_PASSAGE SHOWN_:
-----

Compared with white women, black women have higher rates of triple-negative breast cancer at both younger and older ages. These results were published in the Journal of the National Cancer Institute.

It's long been known that rates of breast cancer vary among different racial and ethnic groups. Black women, for example, tend to have higher rates of breast cancer than white women at younger ages, but lower rates at older ages. For the most part, the reasons for these differences remain uncertain.

In addition to looking at overall rates of breast cancer, researchers also now recognize the importance of considering the specific type of breast cancer. Breast cancers are routinely tested for characteristics such as hormone receptor status and HER2 status, and these characteristics play a key role in treatment decisions.

To explore how specific types of breast cancer vary by race and age, researchers collected information from the California Cancer Registry. Information was available about more than 91,000 breast cancers diagnosed between 2006 and 2009.

Information about race was collected from each patient's medical record and was based largely on patient self-report. For the purposes of this study, race was categorized as Hispanic, white, black, or Asian.

Breast cancers were categorized as hormone receptor-positive and HER2-negative (HR+/HER2-), hormone receptor-positive and HER2-positive (HR+/HER2+), hormone receptor-negative and HER2-positive (HR-/HER2+), or hormone receptor-negative and HER2-negative (triple-negative).

  • Among white women, 16% of cases were missing information about breast cancer type, 9% of cases were triple-negative, 4% of cases were HR-/HER2+, 9% of cases were HR+/HER2+, and 62% of cases were HR+/HER-.

-----

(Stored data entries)

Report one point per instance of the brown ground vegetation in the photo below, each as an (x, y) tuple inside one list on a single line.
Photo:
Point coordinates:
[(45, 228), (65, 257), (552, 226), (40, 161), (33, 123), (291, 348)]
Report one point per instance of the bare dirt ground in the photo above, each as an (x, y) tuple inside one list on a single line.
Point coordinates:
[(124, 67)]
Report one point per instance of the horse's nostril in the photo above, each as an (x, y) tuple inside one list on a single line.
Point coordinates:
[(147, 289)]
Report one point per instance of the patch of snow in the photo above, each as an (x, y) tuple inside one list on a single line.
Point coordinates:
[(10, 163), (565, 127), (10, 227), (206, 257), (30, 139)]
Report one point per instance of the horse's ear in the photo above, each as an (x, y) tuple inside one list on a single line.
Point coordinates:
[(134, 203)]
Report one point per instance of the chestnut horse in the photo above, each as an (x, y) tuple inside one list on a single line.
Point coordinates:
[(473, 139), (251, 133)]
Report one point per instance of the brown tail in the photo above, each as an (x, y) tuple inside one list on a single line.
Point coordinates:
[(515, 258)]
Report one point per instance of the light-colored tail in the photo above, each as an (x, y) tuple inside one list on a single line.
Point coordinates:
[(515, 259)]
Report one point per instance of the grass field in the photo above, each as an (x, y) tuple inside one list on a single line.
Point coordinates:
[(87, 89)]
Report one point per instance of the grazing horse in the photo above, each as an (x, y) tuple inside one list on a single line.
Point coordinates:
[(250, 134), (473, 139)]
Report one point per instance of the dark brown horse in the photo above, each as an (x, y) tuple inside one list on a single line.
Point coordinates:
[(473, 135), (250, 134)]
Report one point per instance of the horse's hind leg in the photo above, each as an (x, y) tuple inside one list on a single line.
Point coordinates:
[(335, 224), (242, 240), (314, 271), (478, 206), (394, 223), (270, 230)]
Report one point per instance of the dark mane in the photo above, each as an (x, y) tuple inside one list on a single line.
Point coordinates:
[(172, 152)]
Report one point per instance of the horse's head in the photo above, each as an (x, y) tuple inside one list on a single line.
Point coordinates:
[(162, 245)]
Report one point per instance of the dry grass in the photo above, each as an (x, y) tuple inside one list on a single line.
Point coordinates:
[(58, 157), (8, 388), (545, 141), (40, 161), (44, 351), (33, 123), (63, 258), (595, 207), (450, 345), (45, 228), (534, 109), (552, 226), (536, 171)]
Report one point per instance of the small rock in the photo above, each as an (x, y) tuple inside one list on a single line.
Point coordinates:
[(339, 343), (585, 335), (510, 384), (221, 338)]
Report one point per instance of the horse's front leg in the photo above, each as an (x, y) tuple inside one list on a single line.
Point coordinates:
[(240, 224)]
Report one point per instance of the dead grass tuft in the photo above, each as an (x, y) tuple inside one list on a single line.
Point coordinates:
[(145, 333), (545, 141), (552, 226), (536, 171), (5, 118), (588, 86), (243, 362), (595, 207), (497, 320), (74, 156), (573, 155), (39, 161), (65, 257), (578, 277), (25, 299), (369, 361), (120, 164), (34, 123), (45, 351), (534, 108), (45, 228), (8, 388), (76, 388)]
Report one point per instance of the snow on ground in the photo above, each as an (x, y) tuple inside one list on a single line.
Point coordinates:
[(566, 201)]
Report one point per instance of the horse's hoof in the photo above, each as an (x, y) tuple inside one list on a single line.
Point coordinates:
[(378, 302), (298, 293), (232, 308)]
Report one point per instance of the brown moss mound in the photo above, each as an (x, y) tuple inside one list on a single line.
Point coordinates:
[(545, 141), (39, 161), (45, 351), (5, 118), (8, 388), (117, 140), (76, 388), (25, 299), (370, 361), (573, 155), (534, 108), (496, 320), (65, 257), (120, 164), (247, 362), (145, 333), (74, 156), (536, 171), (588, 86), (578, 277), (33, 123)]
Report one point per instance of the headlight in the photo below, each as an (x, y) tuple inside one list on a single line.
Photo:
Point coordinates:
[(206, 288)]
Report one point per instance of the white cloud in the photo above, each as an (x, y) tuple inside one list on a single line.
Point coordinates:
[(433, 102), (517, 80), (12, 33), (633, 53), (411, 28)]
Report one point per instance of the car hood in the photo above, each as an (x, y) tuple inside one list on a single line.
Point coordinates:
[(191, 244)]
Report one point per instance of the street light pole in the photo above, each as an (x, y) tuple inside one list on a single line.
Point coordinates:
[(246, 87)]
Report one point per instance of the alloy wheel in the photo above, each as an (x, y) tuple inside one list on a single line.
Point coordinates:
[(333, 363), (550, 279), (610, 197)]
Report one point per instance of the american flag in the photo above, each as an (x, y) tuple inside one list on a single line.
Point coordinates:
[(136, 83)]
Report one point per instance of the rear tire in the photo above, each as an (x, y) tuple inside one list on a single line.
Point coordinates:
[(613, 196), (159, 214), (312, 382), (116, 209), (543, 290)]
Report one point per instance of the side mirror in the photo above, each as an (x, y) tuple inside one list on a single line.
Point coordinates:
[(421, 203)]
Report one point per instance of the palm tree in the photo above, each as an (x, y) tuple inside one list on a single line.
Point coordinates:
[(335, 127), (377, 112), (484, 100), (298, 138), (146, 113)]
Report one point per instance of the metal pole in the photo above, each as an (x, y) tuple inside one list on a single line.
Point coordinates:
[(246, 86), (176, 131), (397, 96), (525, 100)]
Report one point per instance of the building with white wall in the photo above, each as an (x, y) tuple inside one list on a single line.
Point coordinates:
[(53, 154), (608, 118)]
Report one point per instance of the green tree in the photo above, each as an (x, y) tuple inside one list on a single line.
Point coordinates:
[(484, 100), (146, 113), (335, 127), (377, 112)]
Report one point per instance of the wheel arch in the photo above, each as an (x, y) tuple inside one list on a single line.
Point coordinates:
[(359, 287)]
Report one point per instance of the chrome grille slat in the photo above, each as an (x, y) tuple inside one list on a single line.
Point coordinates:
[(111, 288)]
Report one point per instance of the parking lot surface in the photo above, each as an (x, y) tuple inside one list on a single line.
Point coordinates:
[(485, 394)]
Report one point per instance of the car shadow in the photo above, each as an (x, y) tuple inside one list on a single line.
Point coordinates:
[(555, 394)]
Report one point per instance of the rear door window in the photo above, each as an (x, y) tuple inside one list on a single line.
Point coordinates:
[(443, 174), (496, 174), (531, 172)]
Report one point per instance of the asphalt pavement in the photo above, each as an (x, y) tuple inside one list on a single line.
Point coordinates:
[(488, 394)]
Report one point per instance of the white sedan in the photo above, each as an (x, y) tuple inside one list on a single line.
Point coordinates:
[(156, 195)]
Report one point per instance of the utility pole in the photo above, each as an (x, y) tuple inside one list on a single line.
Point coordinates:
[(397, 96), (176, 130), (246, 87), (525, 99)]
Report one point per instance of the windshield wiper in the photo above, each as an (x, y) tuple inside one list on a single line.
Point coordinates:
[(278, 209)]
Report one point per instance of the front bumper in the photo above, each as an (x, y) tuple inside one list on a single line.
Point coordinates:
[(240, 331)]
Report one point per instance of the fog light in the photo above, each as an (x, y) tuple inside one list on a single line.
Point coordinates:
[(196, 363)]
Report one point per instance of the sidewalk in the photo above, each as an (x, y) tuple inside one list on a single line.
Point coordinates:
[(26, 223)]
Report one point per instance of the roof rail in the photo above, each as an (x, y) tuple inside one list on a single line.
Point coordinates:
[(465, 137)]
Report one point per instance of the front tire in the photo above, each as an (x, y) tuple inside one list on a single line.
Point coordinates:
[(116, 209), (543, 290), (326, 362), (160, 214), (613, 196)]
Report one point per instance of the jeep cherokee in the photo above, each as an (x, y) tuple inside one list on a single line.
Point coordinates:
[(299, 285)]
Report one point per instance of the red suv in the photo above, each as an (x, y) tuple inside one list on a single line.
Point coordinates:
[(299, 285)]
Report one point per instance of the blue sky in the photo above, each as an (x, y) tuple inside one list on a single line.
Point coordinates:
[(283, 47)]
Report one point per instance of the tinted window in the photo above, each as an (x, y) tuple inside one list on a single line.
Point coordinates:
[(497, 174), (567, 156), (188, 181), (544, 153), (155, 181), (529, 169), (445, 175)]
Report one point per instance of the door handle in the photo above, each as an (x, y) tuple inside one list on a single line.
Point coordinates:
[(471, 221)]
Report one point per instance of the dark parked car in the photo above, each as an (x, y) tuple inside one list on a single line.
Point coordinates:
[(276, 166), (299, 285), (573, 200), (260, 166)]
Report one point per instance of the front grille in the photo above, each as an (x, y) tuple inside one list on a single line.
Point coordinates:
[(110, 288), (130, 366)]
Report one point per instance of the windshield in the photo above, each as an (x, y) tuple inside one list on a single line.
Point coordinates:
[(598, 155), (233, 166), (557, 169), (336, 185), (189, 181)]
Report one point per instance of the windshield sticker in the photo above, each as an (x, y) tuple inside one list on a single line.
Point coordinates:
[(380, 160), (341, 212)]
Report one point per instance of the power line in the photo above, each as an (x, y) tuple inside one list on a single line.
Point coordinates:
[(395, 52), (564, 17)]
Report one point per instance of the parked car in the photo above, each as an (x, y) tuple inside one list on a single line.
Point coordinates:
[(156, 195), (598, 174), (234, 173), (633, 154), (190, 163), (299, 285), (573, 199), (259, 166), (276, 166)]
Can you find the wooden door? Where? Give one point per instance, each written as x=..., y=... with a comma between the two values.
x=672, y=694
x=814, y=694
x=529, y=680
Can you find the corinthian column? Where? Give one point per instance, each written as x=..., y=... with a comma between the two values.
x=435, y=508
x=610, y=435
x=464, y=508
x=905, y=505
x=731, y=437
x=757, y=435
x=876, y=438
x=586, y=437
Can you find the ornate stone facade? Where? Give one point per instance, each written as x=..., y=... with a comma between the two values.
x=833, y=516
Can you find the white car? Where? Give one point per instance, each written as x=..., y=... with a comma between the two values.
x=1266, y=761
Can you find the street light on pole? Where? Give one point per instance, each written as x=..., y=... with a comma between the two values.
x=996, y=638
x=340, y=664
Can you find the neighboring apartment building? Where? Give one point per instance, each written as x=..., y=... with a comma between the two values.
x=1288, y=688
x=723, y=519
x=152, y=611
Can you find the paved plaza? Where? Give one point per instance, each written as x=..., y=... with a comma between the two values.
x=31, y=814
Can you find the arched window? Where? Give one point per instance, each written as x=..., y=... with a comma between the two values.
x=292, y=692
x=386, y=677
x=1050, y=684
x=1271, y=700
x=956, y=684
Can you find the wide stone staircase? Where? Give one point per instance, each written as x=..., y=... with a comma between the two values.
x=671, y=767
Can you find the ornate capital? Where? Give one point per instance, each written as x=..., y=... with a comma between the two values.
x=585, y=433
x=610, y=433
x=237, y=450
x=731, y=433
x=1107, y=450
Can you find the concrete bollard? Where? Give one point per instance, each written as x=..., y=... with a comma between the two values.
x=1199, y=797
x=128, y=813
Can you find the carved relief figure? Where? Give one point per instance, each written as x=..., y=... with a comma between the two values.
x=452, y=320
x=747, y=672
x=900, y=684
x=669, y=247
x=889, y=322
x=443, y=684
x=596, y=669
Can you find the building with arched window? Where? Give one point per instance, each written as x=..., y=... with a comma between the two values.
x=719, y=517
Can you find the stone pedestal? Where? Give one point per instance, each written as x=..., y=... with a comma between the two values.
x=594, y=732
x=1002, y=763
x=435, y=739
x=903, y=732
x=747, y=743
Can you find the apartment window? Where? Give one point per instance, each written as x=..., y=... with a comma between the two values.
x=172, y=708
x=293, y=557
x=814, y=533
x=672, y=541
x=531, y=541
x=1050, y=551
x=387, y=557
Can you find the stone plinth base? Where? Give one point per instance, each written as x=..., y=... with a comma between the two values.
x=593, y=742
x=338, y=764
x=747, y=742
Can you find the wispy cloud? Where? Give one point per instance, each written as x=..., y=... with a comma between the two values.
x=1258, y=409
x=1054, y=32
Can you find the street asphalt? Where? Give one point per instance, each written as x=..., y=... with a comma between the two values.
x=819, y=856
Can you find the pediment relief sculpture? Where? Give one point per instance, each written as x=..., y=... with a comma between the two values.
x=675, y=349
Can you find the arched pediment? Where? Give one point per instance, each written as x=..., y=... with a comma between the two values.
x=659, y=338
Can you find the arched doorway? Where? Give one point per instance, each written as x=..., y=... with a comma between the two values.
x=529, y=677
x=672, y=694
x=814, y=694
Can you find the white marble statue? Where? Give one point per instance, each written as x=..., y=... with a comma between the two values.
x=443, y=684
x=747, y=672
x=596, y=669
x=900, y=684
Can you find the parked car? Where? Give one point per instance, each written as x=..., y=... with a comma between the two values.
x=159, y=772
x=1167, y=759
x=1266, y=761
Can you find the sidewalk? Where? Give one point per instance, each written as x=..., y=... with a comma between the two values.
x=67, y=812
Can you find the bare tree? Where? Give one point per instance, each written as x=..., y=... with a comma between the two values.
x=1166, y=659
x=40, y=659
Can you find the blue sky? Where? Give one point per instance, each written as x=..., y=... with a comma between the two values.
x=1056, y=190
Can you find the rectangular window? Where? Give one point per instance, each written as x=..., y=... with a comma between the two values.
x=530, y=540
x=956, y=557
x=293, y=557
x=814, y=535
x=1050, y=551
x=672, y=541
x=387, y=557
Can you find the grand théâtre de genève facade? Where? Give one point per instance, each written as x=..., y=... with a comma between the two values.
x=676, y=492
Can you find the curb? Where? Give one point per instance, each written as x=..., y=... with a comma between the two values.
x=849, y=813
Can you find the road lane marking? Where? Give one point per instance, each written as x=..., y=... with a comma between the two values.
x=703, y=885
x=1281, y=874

-----

_WHAT THIS EXERCISE ASKS_:
1) In the passage on breast cancer by race and age, which registry supplied the information the researchers collected?
2) Pick up the passage on breast cancer by race and age after its last sentence and continue writing it.

_YOUR RESPONSES_:
1) The California Cancer Registry.

2)
  • Among black women, 16% of cases were missing information about breast cancer type, 20% of cases were triple-negative, 6% of cases were HR-/HER2+, 11% of cases were HR+/HER2+, and 47% of cases were HR+/HER-.
  • Among Hispanic women, 16% of cases were missing information about breast cancer type, 13% of cases were triple-negative, 7% of cases were HR-/HER2+, 11% of cases were HR+/HER2+, and 52% of cases were HR+/HER-.
  • Among Asian women, 17% of cases were missing information about breast cancer type, 9% of cases were triple-negative, 8% of cases were HR-/HER2+, 12% of cases were HR+/HER2+, and 55% of cases were HR+/HER-.
  • Regardless of race, breast cancers in younger women were more likely to be triple-negative than breast cancers in older women.
  • When looking at rates of breast cancer (number of cases per 100,000 women per year), white women had significantly higher rates of HR+/HER2- breast cancer than black women after the age of 35.
  • Black women had the highest rates of triple-negative breast cancer, and these rates were higher than the rates in white women at all ages.
These results help to explain some of the racial differences in overall breast cancer rates, and highlight the high rates of triple-negative breast cancer in black women.